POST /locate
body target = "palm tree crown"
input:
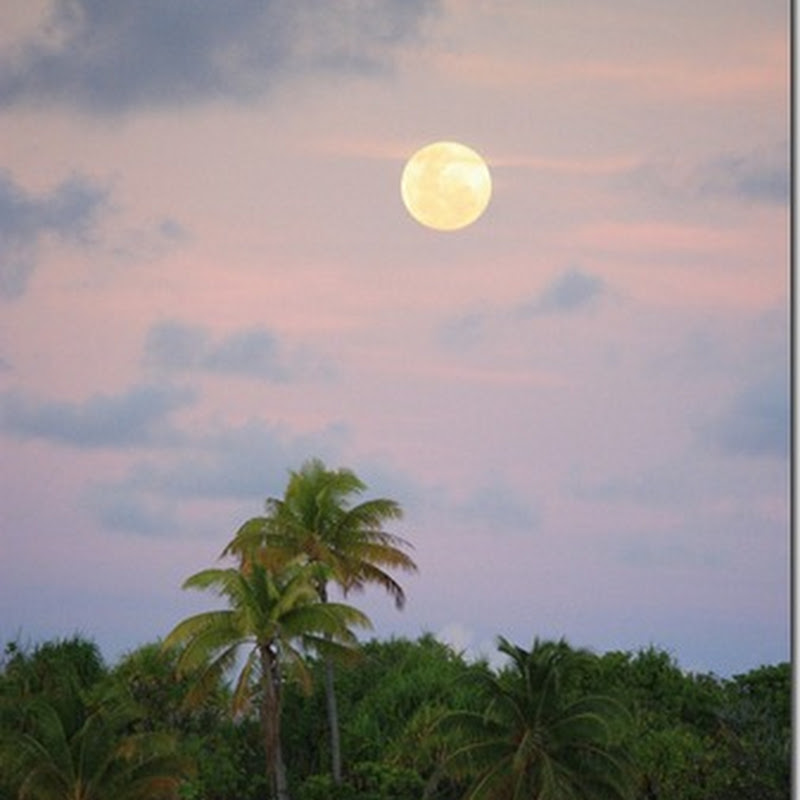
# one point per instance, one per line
(538, 738)
(274, 616)
(316, 519)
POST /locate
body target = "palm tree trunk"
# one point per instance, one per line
(333, 722)
(271, 724)
(333, 711)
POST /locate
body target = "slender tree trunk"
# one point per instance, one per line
(333, 712)
(271, 724)
(333, 722)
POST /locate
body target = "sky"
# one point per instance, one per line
(207, 277)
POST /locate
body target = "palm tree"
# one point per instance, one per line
(317, 520)
(538, 737)
(68, 749)
(274, 615)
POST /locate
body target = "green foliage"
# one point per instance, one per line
(71, 742)
(693, 737)
(539, 736)
(367, 780)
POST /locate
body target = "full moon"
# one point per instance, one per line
(446, 186)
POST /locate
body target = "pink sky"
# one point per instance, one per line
(207, 276)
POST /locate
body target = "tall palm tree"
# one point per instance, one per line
(538, 738)
(70, 749)
(318, 520)
(274, 616)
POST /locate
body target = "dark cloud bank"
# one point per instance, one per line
(108, 56)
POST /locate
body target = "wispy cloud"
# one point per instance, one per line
(137, 417)
(756, 421)
(571, 291)
(110, 56)
(253, 352)
(69, 212)
(759, 176)
(240, 463)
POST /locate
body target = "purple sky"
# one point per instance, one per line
(207, 276)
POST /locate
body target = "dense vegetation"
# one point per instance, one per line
(240, 703)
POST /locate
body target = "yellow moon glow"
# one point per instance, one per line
(446, 186)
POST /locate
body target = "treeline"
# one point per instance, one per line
(66, 717)
(272, 695)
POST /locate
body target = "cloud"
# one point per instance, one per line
(241, 463)
(760, 176)
(107, 56)
(68, 212)
(569, 292)
(135, 418)
(756, 421)
(497, 507)
(252, 352)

## TASK REQUIREMENTS
Produce an exact copy of each line of data, skipping embedded images.

## EXERCISE RESPONSE
POST /locate
body target = "palm tree crown"
input:
# one point per instance, one per line
(538, 738)
(274, 616)
(316, 519)
POST /locate
body target = "palm tree trunk"
# one point per instance, one per line
(333, 722)
(271, 724)
(333, 711)
POST /locate
body target = "slender tree trunk"
# one point per instance, one per line
(333, 712)
(271, 724)
(333, 722)
POST /locate
body target = "sky"
# one point per instance, one per line
(207, 277)
POST /locate
body target = "palm tree"
# one point per instance, one per line
(317, 520)
(538, 737)
(68, 749)
(274, 615)
POST /locate
body target = "green foliage"
# one point per instance, one per line
(71, 742)
(693, 737)
(539, 736)
(367, 780)
POST /locate
body target = "full moon"
# one point per instance, one per line
(446, 186)
POST /locate
body target = "pink sky"
# one point per instance, one per line
(207, 276)
POST /locate
body target = "tall palm tree"
# one point per instance, one per line
(538, 738)
(70, 749)
(318, 520)
(274, 616)
POST /locate
body target = "dark cloud bank"
# one point per instance, one per line
(108, 56)
POST /locate
body target = "wispy cloud"
# one point per instance, one per line
(137, 417)
(756, 421)
(571, 291)
(110, 56)
(253, 352)
(69, 212)
(759, 176)
(240, 463)
POST /locate
body target = "purple sky"
# one point per instance, one per line
(207, 276)
POST /locate
body target = "dense vegetation"
# one point per instance, one per line
(240, 703)
POST /locate
body target = "yellow moon glow"
# one point per instance, one per line
(446, 186)
POST /locate
body target = "treeline"
# one point per instance, one per line
(66, 717)
(272, 695)
POST /locate
body target = "cloud"
# one point per instance, one per line
(241, 463)
(760, 176)
(107, 56)
(68, 212)
(569, 292)
(135, 418)
(756, 421)
(497, 507)
(252, 352)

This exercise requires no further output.